--- EXERCICE PROPOSÉ 1 ---
D'après l'entretien avec Jean Birnbaum, dans quel journal celui-ci exerce-t-il comme journaliste ?
--- EXERCICE PROPOSÉ 2 ---
Recopiez fidèlement le passage de l'entretien compris entre « Nous risquons de » et « Pourquoi cette thématique ? », ces deux segments inclus.

--- EXTRAIT DU TEXTE ---
Espace de libertés | Septembre 2021 (n° 501)

La révolution, par la nuance (Jean Birnbaum)


Grand entretien

Nous risquons de nous diriger vers un « monde dur », plus cruel, met en garde Jean Birnbaum, journaliste au « Monde » et auteur du « Courage de la nuance ». Chacun optant pour un camp pour faire face à l’ennemi choisi, sans faire dans la dentelle. Et pourtant, ce courage de la nuance, cette éthique de la vérité, de la complexité permettraient de nous préserver de la barbarie des meutes et des radicalisations identitaires. La seule position subversive qui puisse créer de l’émancipation et de la liberté.


Vous revendiquez Le Courage de la nuance dans votre dernier ouvrage. Pourquoi cette thématique ?

Je ne pars jamais de thèse que j’ai envie de poser ou d’une théorie, mais d’une expérience vécue, exactement comme je l’avais fait pour le livre Un silence religieux. Je sentais une espèce de point aveugle de ma culture politique de gauche à l’égard de tout ce qui était religieux. Après des débats sur ces questions, j’ai ressenti une sensation d’étouffement, avec l’impression que l’on ne pouvait plus vraiment faire droit à la parole de l’autre, à la contradiction dans sa complexité. Il y avait une sorte de realpolitik qui était en train de s’installer, où chacun se choisissait un petit ennemi principal et des alliés de fortune, où le débat n’était plus un débat, où le slogan répondait tout le temps au slogan, que la mauvaise foi proliférait. Et je me suis dit que si j’étouffais, je ne devais pas être le seul. J’ai donc écrit ce livre en me disant qu’il devait y avoir une fraternité souterraine des gens qui étouffent dans leur coin, en ce moment, dans ce débat idéologique épouvantable, cette crispation de l’esprit, de la discussion. Et en miroir, je suis allé chercher des textes, des auteurs qui ont aussi refusé d’appartenir à un camp ou à un autre, d’être assignés à résidence idéologiquement, dans une sorte de fraternité solitaire.

--- DONNÉES FOURNIES ---
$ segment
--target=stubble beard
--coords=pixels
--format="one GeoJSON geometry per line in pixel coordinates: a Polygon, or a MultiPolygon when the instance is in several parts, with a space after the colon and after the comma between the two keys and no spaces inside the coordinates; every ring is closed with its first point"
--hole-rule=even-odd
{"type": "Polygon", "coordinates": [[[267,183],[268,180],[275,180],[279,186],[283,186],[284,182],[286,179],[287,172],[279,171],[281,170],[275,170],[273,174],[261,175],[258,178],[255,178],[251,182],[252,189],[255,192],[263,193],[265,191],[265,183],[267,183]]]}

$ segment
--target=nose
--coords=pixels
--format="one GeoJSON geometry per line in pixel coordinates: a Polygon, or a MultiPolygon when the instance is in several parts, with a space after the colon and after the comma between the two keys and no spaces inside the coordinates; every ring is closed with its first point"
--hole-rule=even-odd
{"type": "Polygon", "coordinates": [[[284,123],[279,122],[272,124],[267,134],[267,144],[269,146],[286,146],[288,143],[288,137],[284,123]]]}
--
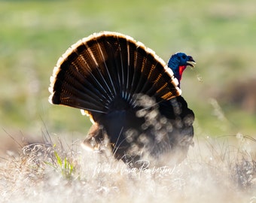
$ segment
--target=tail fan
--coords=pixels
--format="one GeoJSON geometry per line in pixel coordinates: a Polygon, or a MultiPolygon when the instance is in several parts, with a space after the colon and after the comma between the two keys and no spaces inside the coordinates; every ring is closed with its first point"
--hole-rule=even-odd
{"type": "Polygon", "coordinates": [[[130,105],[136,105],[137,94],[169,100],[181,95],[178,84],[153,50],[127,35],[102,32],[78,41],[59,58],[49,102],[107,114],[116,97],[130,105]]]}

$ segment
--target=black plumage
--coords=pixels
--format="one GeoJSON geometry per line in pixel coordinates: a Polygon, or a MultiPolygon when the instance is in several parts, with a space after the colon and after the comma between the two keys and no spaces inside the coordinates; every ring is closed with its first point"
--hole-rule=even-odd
* * *
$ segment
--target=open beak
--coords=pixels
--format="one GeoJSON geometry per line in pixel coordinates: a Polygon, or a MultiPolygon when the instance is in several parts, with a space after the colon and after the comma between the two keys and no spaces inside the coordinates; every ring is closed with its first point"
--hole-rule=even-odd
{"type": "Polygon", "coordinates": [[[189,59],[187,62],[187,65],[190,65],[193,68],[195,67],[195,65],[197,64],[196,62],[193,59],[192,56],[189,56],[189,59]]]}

--- RÉSULTAT 1 ---
Il est journaliste au « Monde ».

--- RÉSULTAT 2 ---
Nous risquons de nous diriger vers un « monde dur », plus cruel, met en garde Jean Birnbaum, journaliste au « Monde » et auteur du « Courage de la nuance ». Chacun optant pour un camp pour faire face à l’ennemi choisi, sans faire dans la dentelle. Et pourtant, ce courage de la nuance, cette éthique de la vérité, de la complexité permettraient de nous préserver de la barbarie des meutes et des radicalisations identitaires. La seule position subversive qui puisse créer de l’émancipation et de la liberté.


Vous revendiquez Le Courage de la nuance dans votre dernier ouvrage. Pourquoi cette thématique ?